# EXERCISE INSTRUCTIONS:
Pictures are not part of the copy; reproduce the remaining data exactly.

***** DATA SHOWN *****

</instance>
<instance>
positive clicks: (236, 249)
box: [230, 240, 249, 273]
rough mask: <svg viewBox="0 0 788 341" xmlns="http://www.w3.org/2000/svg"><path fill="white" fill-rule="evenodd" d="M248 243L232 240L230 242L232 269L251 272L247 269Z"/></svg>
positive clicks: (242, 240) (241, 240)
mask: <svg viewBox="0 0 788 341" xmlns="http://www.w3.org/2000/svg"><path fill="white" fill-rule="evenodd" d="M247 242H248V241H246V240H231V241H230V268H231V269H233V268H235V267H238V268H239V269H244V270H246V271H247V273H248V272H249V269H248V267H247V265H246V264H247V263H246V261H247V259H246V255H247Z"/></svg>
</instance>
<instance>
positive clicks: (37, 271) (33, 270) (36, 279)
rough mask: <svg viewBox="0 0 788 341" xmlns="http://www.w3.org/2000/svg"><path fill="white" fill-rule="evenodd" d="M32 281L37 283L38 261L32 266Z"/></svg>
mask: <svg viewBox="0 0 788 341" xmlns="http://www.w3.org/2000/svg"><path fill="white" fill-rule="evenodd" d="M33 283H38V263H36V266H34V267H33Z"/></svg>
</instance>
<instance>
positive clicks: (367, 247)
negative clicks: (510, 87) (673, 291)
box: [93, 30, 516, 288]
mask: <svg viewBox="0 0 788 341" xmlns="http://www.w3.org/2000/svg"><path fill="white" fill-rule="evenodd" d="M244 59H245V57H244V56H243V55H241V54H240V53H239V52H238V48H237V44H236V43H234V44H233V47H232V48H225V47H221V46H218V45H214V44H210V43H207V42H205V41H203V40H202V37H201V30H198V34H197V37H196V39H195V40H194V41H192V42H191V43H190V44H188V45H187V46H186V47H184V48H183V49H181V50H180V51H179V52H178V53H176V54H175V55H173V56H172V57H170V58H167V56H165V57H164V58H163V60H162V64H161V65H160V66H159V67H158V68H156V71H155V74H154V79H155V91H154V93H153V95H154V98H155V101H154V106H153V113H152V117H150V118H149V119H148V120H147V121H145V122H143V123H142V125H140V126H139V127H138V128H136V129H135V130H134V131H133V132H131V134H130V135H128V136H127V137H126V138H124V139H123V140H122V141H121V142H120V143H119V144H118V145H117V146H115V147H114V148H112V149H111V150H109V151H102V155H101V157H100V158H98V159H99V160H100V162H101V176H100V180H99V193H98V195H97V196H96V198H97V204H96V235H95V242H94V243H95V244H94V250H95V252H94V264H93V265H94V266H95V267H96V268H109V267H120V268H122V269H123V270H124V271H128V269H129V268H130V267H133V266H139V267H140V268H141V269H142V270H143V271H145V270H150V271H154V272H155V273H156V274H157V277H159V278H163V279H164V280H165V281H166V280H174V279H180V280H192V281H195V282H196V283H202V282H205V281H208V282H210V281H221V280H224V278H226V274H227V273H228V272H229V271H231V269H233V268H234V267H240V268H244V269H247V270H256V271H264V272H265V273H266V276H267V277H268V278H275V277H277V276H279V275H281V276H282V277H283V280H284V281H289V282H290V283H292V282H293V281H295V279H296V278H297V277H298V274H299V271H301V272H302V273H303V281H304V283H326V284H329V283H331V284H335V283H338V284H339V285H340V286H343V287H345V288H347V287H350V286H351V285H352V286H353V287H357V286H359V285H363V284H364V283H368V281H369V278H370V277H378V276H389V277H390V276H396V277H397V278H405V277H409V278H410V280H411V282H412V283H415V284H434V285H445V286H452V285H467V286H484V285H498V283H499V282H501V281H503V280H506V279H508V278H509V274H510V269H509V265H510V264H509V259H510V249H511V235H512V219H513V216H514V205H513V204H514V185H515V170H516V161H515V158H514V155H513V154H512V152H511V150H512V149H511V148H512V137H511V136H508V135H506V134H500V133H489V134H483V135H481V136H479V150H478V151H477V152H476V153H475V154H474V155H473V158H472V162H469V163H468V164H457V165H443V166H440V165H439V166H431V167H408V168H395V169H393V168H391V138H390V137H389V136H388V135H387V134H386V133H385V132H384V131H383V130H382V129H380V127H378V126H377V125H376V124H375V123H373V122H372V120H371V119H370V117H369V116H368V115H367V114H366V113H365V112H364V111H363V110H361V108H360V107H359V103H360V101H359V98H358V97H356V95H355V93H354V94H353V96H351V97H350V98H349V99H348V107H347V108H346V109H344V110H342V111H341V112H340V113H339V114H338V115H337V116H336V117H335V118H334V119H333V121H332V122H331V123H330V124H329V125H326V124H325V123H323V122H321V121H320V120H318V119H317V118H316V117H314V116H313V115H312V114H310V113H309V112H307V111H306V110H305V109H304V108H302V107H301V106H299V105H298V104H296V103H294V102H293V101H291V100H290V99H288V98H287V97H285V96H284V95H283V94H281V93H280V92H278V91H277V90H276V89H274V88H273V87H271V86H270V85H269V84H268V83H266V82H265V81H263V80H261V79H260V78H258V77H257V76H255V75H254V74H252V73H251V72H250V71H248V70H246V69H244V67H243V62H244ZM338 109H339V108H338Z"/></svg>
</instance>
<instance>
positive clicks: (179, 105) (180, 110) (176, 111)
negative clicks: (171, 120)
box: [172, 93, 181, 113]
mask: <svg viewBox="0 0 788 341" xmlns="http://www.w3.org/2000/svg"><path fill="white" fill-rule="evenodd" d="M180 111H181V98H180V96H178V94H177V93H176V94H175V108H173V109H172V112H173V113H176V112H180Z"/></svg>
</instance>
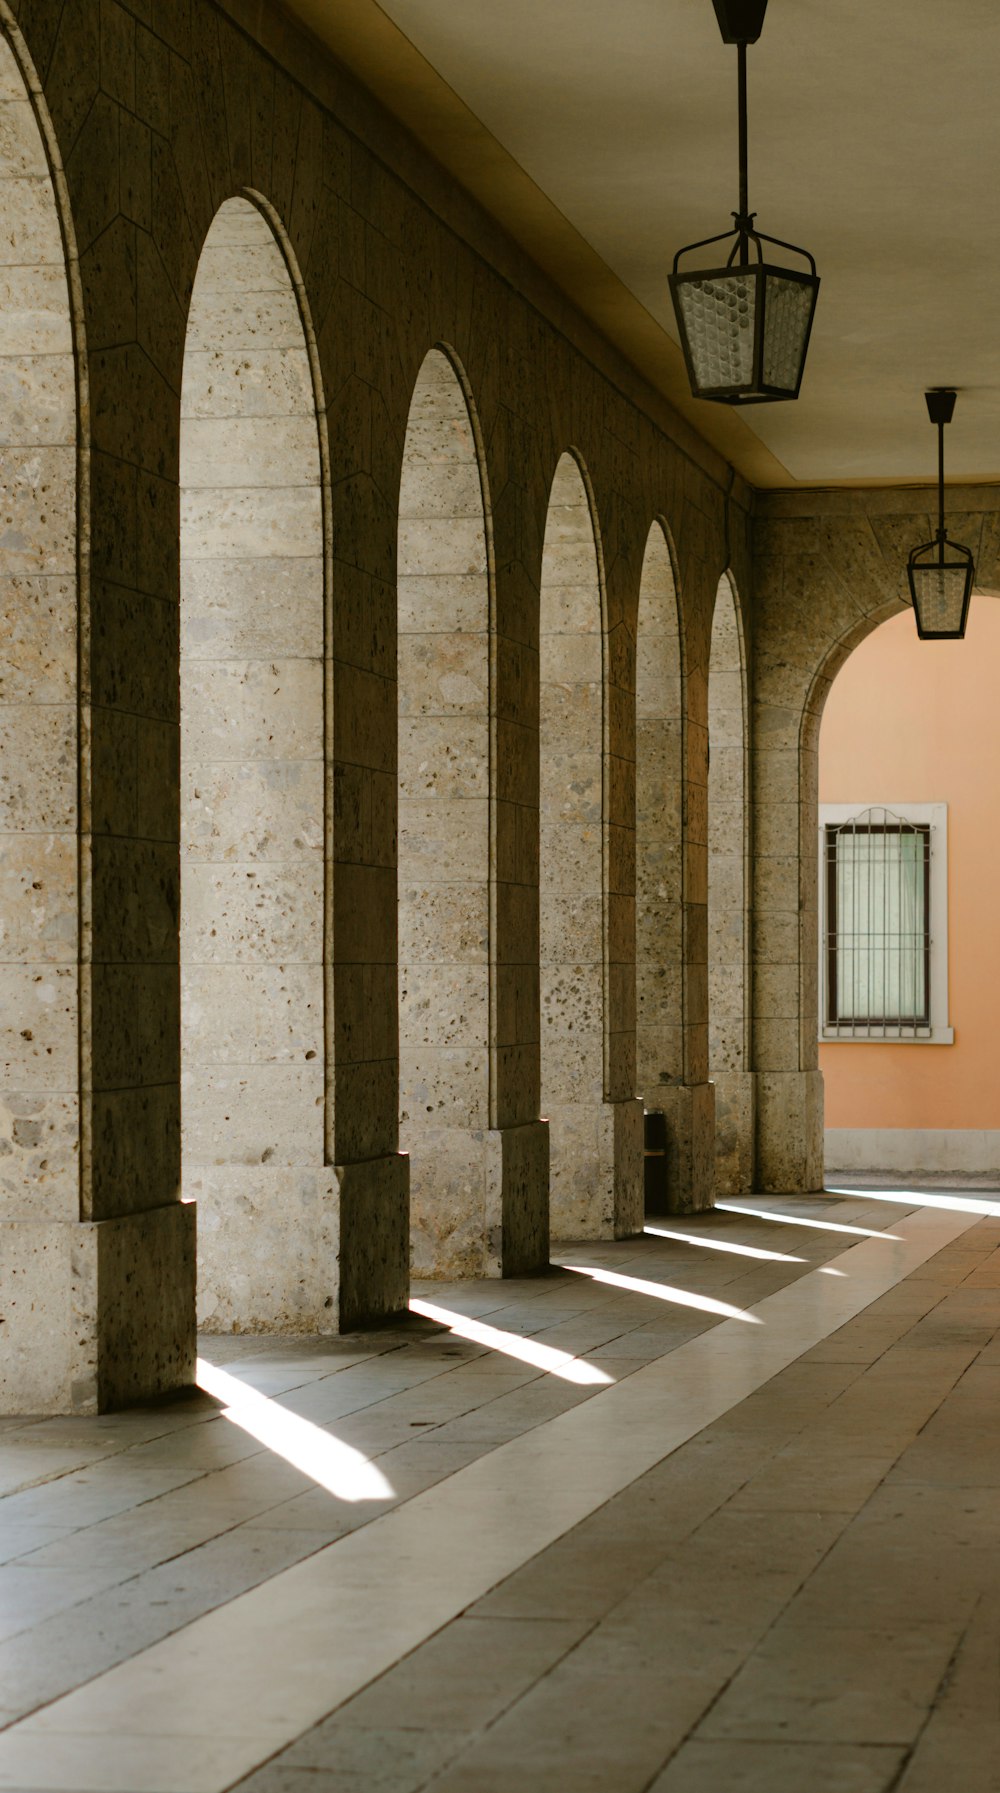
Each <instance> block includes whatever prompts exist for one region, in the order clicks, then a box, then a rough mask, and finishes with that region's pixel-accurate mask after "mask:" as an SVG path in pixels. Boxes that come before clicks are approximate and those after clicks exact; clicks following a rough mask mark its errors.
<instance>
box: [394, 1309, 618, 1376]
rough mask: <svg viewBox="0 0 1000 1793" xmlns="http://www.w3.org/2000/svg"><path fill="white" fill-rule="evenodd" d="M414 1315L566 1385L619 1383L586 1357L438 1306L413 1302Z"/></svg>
mask: <svg viewBox="0 0 1000 1793" xmlns="http://www.w3.org/2000/svg"><path fill="white" fill-rule="evenodd" d="M410 1312H412V1314H421V1316H423V1318H425V1320H435V1321H437V1325H441V1327H448V1329H450V1330H452V1332H453V1334H455V1338H461V1339H470V1343H473V1345H486V1347H487V1350H496V1352H502V1354H504V1357H516V1359H518V1363H527V1364H530V1366H532V1368H534V1370H545V1373H547V1375H557V1377H561V1381H563V1382H577V1384H581V1386H606V1384H608V1382H613V1381H615V1377H613V1375H606V1373H604V1370H599V1368H597V1366H595V1364H591V1363H584V1359H582V1357H573V1356H572V1352H566V1350H556V1347H554V1345H539V1343H538V1339H529V1338H522V1334H520V1332H502V1330H500V1327H487V1325H484V1323H482V1320H468V1318H466V1316H464V1314H453V1312H452V1309H448V1307H435V1305H434V1302H418V1300H410Z"/></svg>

*****

# EXERCISE OUTPUT:
</instance>
<instance>
positive clicks: (236, 249)
box: [230, 240, 249, 273]
rough mask: <svg viewBox="0 0 788 341" xmlns="http://www.w3.org/2000/svg"><path fill="white" fill-rule="evenodd" d="M248 243L232 240L230 242L232 269L251 272L247 269Z"/></svg>
positive clicks: (242, 240) (241, 240)
mask: <svg viewBox="0 0 788 341" xmlns="http://www.w3.org/2000/svg"><path fill="white" fill-rule="evenodd" d="M247 242H248V241H246V240H231V241H230V268H231V269H233V268H235V267H238V268H239V269H244V270H246V271H247V273H248V272H249V269H248V267H247V265H246V264H247V263H246V261H247V259H246V255H247Z"/></svg>
</instance>
<instance>
positive clicks: (37, 271) (33, 270) (36, 279)
rough mask: <svg viewBox="0 0 788 341" xmlns="http://www.w3.org/2000/svg"><path fill="white" fill-rule="evenodd" d="M32 281L37 283L38 261L32 266Z"/></svg>
mask: <svg viewBox="0 0 788 341" xmlns="http://www.w3.org/2000/svg"><path fill="white" fill-rule="evenodd" d="M33 283H38V263H36V266H34V267H33Z"/></svg>
</instance>
<instance>
positive clicks: (367, 247)
negative clicks: (510, 87) (673, 291)
box: [93, 30, 516, 288]
mask: <svg viewBox="0 0 788 341" xmlns="http://www.w3.org/2000/svg"><path fill="white" fill-rule="evenodd" d="M244 59H245V57H244V56H243V55H241V54H240V53H239V52H238V48H237V44H236V43H234V44H233V47H232V48H225V47H221V46H218V45H214V44H210V43H207V42H205V41H203V40H202V37H201V30H198V34H197V37H196V39H195V40H194V41H192V42H191V43H190V44H188V45H187V46H186V47H184V48H183V49H181V50H180V51H179V52H178V53H176V54H175V55H173V56H172V57H170V58H167V56H165V57H164V58H163V60H162V64H161V65H160V66H159V67H158V68H156V71H155V74H154V79H155V91H154V93H153V95H154V98H155V101H154V106H153V113H152V117H150V118H149V119H148V120H147V121H145V122H143V123H142V125H140V126H139V127H138V128H136V129H135V130H134V131H133V132H131V134H130V135H128V136H127V137H126V138H124V139H123V140H122V141H121V142H120V143H119V144H118V145H117V146H115V147H114V148H112V149H111V150H109V151H102V155H101V157H100V158H98V159H99V160H100V162H101V176H100V180H99V193H98V195H97V196H96V198H97V204H96V235H95V242H94V243H95V244H94V250H95V252H94V264H93V265H94V266H95V267H96V268H109V267H120V268H122V269H123V270H124V271H128V269H129V268H130V267H133V266H139V267H140V268H141V269H142V270H143V271H145V270H150V271H154V272H155V273H156V274H157V277H159V278H163V279H164V280H165V281H166V280H174V279H180V280H192V281H195V282H196V283H202V282H205V281H208V282H210V281H221V280H224V278H226V274H227V273H228V272H229V271H231V269H233V268H234V267H240V268H244V269H247V270H256V271H264V272H265V273H266V276H267V277H268V278H275V277H277V276H279V275H281V276H282V277H283V280H284V281H289V282H290V283H292V282H293V281H295V279H296V278H297V277H298V274H299V271H301V272H302V273H303V281H304V283H326V284H329V283H331V284H335V283H338V284H339V285H340V286H343V287H345V288H347V287H350V286H351V285H352V286H353V287H357V286H359V285H363V284H364V283H368V281H369V278H370V277H378V276H389V277H390V276H396V277H397V278H405V277H409V278H410V280H411V282H412V283H415V284H434V285H445V286H452V285H467V286H484V285H498V283H499V282H501V281H503V280H506V279H508V278H509V274H510V269H509V265H510V264H509V259H510V249H511V235H512V219H513V216H514V205H513V204H514V185H515V170H516V161H515V158H514V155H513V154H512V152H511V150H512V149H511V148H512V137H511V136H508V135H506V134H500V133H489V134H483V135H481V136H479V150H478V151H477V152H476V153H475V154H474V155H473V158H472V162H469V163H468V164H457V165H443V166H440V165H439V166H431V167H408V168H395V169H393V168H391V138H390V137H389V136H388V135H387V134H386V133H385V132H384V131H383V130H382V129H380V127H378V126H377V125H376V124H375V123H373V122H372V120H371V119H370V117H369V116H368V115H367V114H366V113H365V112H364V111H363V110H361V108H360V107H359V103H360V101H359V98H358V97H356V95H355V93H354V94H353V96H351V97H350V98H349V99H348V107H347V108H346V109H344V110H342V111H341V112H340V113H339V114H338V115H337V116H336V117H335V118H334V119H333V121H332V122H331V123H330V124H329V125H326V124H325V123H323V122H321V121H320V120H318V119H317V118H316V117H314V116H313V115H312V114H310V113H309V112H307V111H306V110H305V109H304V108H302V107H301V106H299V105H298V104H296V103H294V102H293V101H291V100H290V99H288V98H287V97H285V96H284V95H283V94H281V93H280V92H278V91H277V90H276V89H274V88H273V87H271V86H270V85H269V84H268V83H266V82H265V81H263V80H261V79H260V78H258V77H257V76H255V75H254V74H252V73H251V72H250V71H248V70H246V69H244V67H243V62H244ZM338 109H339V108H338Z"/></svg>
</instance>
<instance>
positive clicks: (179, 105) (180, 110) (176, 111)
negative clicks: (171, 120)
box: [172, 93, 181, 113]
mask: <svg viewBox="0 0 788 341" xmlns="http://www.w3.org/2000/svg"><path fill="white" fill-rule="evenodd" d="M180 111H181V98H180V96H178V94H177V93H176V94H175V108H173V109H172V112H173V113H176V112H180Z"/></svg>
</instance>
Each <instance> block includes whatever prompts exist for one region, in the order clicks, then a box, then a rough mask, and finishes with that region's pixel-accurate mask after "mask:" as an SVG path in pixels. Boxes that come before clicks are approximate and those after clicks exact; clicks following a rough mask mark its errors.
<instance>
box: [394, 1309, 618, 1376]
rough mask: <svg viewBox="0 0 1000 1793" xmlns="http://www.w3.org/2000/svg"><path fill="white" fill-rule="evenodd" d="M414 1315L566 1385L619 1383L586 1357L438 1306L413 1302Z"/></svg>
mask: <svg viewBox="0 0 1000 1793" xmlns="http://www.w3.org/2000/svg"><path fill="white" fill-rule="evenodd" d="M410 1312H412V1314H421V1316H423V1318H425V1320H435V1321H437V1325H441V1327H448V1329H450V1330H452V1332H453V1334H455V1338H461V1339H470V1343H473V1345H486V1347H487V1350H496V1352H502V1354H504V1357H516V1359H518V1363H527V1364H530V1366H532V1368H534V1370H545V1373H547V1375H557V1377H561V1381H563V1382H577V1384H581V1386H606V1384H608V1382H613V1381H615V1377H613V1375H606V1373H604V1370H599V1368H597V1366H595V1364H591V1363H584V1359H582V1357H573V1356H572V1352H566V1350H556V1347H554V1345H539V1343H538V1339H529V1338H522V1334H520V1332H502V1330H500V1327H487V1325H484V1323H482V1320H468V1318H466V1316H464V1314H453V1312H452V1309H448V1307H435V1305H434V1302H418V1300H410Z"/></svg>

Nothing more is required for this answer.